_Stated problem_
Return the passage of the court ruling below word for word, starting with "Decided: January 05, 2017" and going on through "LLC, Newark, N.J.".
━━━━━ Source text ━━━━━
UNITED STATES OF AMERICA, Appellee, v. TARIQ GILL, AKA Swamp, ISAIAH WILSON, Defendants, JOHN WILLIAM COOK, Jr., AKA Ghost, Defendant-Appellant.

No. 14-4753

Decided: January 05, 2017

Present: ROBERT A. KATZMANN, Chief Judge, ROBERT D. SACK, PETER W. HALL, Circuit Judges. For Appellee: Edward Diskant, Sarah Eddy McCallum, Assistant United States Attorneys, Of Counsel, for Preet Bharara, United States Attorney for the Southern District of New York, New York, NY. For Defendant-Appellant: Michael Baldassare, Baldassare & Mara, LLC, Newark, N.J.


Defendant-appellant John Cook was the target of a sting operation that resulted in Cook agreeing to engage in an armed robbery of drug dealers transporting cocaine and heroin and to distribute the bounty of that robbery. On the date of the planned robbery, Cook arrived at the scene of the would-be crime and was arrested. A jury subsequently convicted him of conspiring to distribute 500 grams or more of cocaine and 100 grams or more of heroin in violation of 21 U.S.C. §§ 841, 846 and of possessing a firearm in furtherance of a drug trafficking offense in violation of 18 U.S.C. § 924(c). The District Court for the Southern District of New York (Nathan, J.) sentenced him to 240 months' imprisonment. Cook now challenges on appeal (1) the district court's denial of his pretrial motion to dismiss the Indictment based on outrageous government conduct, (2) the district court's submission of a lesser-included offense charge to the jury, and (3) his sentence of 240 months' imprisonment.

I. Motion to Dismiss the Indictment

Prior to trial, Cook moved unsuccessfully to dismiss the Indictment on the ground that the sting operation that led to his arrest constituted outrageous government conduct that necessitates the dismissal of all charges. We review the district court's decision denying Cook's motion de novo. United States v. Cuervelo, 949 F.2d 559, 567 (2d Cir. 1991).

The Due Process Clause protects against government conduct that “is ‘so outrageous that common notions of fairness and decency would be offended were judicial processes invoked to obtain a conviction.’ ” United States v. Al Kassar, 660 F.3d 108, 121 (2d Cir. 2011) (quoting United States v. Schmidt, 105 F.3d 82, 91 (2d Cir. 1997)). To establish a due process violation on this ground, it is not enough to “show that the government created the opportunity for the offense, even if the government's ploy is elaborate and the engagement with the defendant is extensive.” Id. Rather, the government's participation must “shock[ ] the conscience,” United States v. Chin, 934 F.2d 393, 398 (2d Cir. 1991) (quoting Rochin v. California, 342 U.S. 165, 172 (1952)), which ordinarily means the government must engage in “coercion or a violation of the defendant's person,” Al Kassar, 660 F.3d at 121.
━━━━━ Records ━━━━━
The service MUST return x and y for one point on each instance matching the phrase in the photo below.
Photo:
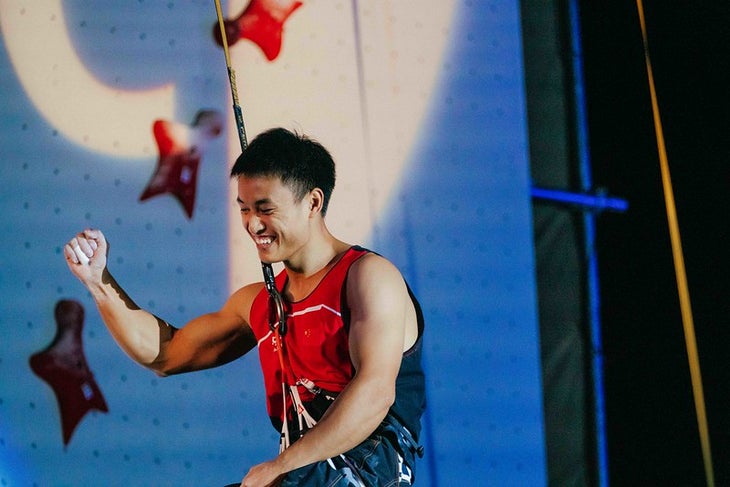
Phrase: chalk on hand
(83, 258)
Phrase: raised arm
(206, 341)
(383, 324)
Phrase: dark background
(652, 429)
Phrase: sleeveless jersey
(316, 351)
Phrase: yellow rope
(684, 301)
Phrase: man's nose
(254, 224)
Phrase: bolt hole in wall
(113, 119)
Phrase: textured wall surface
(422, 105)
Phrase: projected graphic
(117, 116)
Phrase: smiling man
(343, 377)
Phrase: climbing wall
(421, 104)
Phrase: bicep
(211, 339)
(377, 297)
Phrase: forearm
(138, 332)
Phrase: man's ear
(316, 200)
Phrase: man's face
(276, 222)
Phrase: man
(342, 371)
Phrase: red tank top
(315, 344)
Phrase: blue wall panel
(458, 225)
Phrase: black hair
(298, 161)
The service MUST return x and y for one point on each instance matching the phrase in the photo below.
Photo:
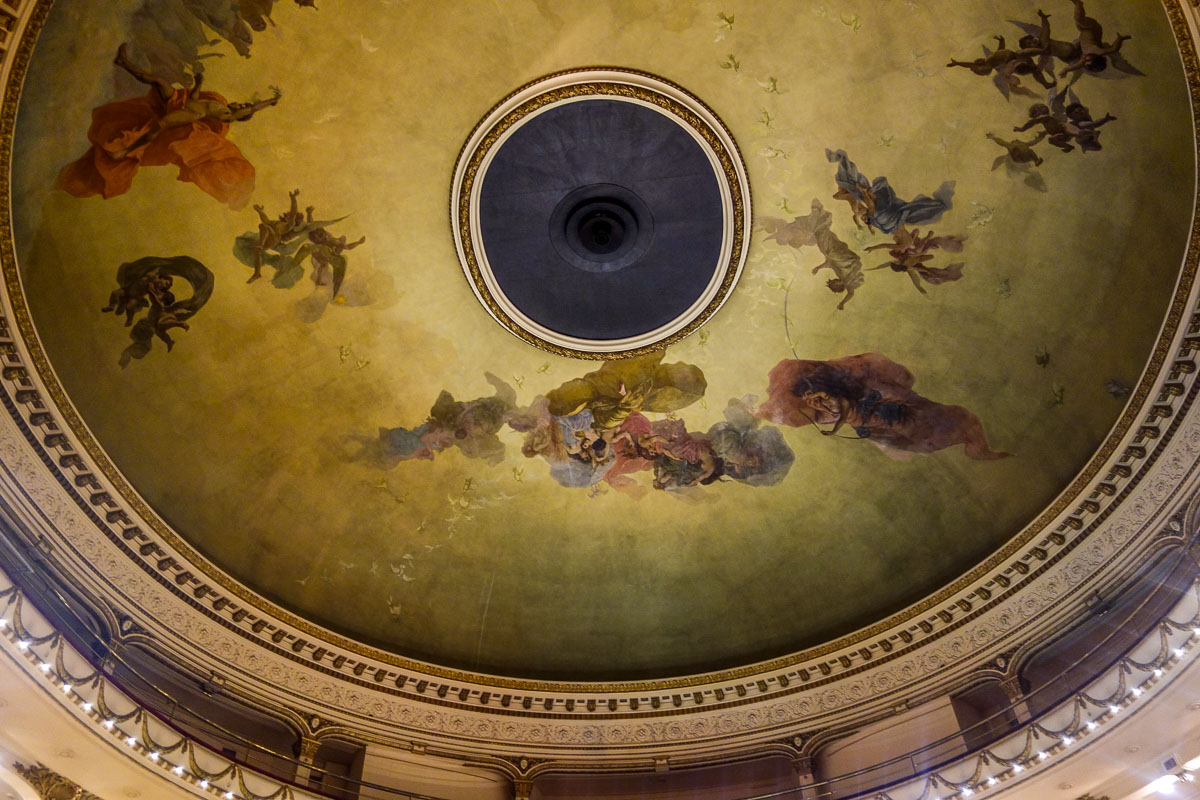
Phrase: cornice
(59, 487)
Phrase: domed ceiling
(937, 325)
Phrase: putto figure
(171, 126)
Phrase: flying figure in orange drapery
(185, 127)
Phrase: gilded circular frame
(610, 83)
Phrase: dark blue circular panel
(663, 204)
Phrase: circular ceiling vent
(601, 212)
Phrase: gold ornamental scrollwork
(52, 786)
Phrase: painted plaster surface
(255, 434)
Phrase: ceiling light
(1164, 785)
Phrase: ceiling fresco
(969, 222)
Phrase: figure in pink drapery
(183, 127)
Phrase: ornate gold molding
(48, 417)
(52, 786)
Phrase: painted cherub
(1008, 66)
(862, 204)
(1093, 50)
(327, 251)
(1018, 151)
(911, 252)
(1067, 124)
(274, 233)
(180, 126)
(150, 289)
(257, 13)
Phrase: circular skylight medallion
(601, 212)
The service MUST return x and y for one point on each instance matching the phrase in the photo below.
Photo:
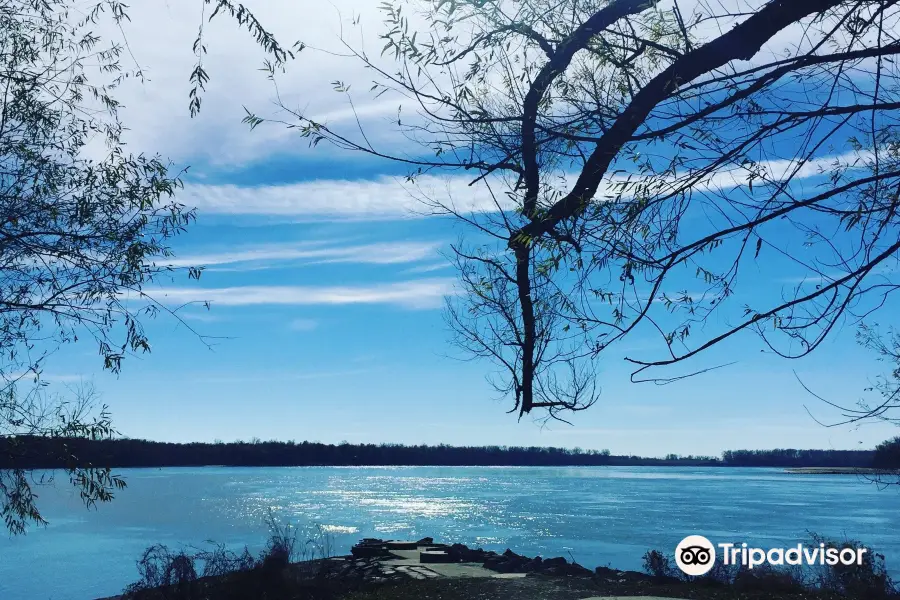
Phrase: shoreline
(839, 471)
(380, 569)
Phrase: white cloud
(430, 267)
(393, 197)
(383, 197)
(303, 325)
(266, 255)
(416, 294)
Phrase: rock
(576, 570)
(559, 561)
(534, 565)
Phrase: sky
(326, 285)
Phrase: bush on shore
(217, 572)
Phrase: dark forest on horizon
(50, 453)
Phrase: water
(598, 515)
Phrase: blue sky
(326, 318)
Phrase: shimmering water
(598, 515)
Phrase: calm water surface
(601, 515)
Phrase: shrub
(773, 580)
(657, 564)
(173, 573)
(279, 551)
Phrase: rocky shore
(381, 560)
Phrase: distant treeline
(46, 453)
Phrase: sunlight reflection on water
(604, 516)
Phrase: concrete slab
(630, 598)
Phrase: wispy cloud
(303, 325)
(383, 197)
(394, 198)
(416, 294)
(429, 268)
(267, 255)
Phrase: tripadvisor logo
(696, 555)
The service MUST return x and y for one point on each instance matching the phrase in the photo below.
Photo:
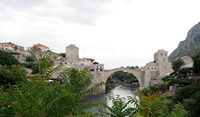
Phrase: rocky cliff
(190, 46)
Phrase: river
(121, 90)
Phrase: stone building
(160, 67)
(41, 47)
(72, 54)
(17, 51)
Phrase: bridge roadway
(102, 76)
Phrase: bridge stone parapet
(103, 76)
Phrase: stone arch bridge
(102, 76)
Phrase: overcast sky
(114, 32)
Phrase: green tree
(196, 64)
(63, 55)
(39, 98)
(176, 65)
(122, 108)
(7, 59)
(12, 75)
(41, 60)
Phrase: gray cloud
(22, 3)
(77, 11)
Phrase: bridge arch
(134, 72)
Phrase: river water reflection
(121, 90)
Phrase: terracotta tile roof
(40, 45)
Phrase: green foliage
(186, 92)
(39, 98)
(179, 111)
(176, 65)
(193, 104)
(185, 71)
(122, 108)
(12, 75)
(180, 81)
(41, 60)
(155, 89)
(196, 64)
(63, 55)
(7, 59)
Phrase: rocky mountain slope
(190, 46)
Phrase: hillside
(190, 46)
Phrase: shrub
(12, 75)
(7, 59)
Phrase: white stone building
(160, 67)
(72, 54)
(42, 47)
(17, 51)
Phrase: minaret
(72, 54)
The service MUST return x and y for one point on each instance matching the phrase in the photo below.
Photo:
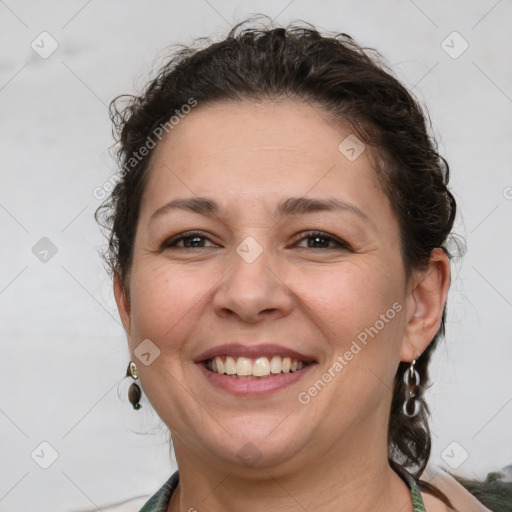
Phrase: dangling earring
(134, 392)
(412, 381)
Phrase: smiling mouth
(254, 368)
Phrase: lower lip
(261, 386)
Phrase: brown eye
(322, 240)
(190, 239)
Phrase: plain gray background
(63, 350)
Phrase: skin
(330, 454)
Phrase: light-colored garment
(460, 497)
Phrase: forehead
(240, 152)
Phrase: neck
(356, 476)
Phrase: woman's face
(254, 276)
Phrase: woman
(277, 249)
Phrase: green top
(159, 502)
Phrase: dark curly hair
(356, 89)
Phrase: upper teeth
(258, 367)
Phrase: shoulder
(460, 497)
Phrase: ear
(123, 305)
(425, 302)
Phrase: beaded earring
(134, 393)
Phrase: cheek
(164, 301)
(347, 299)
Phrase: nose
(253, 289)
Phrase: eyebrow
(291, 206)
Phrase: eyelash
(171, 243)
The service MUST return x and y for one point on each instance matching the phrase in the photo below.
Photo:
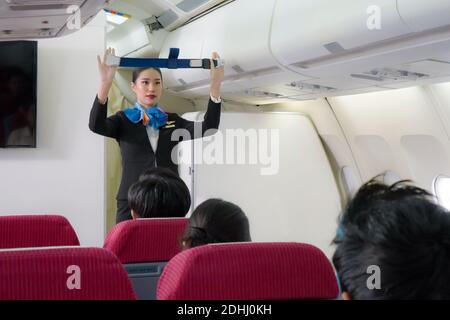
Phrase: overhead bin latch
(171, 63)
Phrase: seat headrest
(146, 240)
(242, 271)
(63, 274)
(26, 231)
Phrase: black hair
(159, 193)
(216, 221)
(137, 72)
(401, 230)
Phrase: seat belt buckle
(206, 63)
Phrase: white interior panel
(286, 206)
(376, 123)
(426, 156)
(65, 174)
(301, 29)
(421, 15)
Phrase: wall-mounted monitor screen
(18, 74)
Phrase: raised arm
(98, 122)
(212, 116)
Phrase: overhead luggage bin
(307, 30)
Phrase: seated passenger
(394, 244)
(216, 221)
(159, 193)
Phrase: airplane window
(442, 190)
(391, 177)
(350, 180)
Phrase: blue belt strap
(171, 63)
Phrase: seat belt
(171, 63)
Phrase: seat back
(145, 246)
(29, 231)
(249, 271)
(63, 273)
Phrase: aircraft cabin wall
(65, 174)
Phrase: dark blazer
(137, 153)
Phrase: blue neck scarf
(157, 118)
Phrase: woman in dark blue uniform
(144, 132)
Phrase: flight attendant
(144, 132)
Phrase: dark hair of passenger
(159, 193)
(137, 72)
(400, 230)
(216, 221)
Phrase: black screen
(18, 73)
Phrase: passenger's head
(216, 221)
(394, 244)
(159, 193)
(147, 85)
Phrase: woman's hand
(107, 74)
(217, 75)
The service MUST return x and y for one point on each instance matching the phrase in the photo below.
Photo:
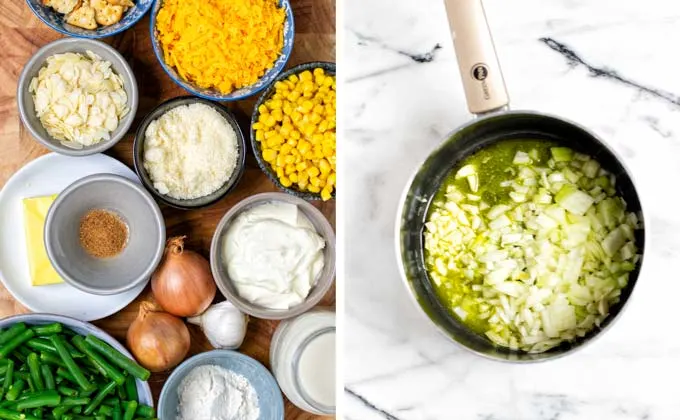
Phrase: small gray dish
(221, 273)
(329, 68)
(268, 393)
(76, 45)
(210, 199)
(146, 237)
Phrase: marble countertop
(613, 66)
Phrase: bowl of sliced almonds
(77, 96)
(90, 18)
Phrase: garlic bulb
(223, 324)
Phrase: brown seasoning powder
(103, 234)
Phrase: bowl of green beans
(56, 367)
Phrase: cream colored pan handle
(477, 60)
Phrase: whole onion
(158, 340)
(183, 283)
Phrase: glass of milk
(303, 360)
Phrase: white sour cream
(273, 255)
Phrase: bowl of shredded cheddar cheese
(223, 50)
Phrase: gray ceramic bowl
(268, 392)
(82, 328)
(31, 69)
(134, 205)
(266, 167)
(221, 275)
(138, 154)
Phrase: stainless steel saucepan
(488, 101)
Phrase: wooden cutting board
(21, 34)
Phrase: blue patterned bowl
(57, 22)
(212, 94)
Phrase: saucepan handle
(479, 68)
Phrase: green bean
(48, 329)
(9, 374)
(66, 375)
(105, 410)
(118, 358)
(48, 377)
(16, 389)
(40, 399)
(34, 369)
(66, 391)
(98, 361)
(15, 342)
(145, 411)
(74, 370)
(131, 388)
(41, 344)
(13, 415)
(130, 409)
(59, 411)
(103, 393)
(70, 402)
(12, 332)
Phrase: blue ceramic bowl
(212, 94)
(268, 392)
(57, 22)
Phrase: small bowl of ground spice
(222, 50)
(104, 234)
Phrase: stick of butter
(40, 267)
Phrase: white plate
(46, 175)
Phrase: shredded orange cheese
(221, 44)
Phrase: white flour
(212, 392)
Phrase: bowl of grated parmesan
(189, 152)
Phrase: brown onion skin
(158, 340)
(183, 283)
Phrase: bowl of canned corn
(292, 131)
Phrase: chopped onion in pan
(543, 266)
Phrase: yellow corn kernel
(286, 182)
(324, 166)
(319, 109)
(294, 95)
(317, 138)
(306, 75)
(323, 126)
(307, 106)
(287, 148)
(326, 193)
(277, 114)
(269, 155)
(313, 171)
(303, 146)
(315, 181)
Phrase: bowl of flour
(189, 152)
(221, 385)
━━━━━
_Solved exercise_
Decided: January 05, 2017

Present: ROBERT A. KATZMANN, Chief Judge, ROBERT D. SACK, PETER W. HALL, Circuit Judges. For Appellee: Edward Diskant, Sarah Eddy McCallum, Assistant United States Attorneys, Of Counsel, for Preet Bharara, United States Attorney for the Southern District of New York, New York, NY. For Defendant-Appellant: Michael Baldassare, Baldassare & Mara, LLC, Newark, N.J.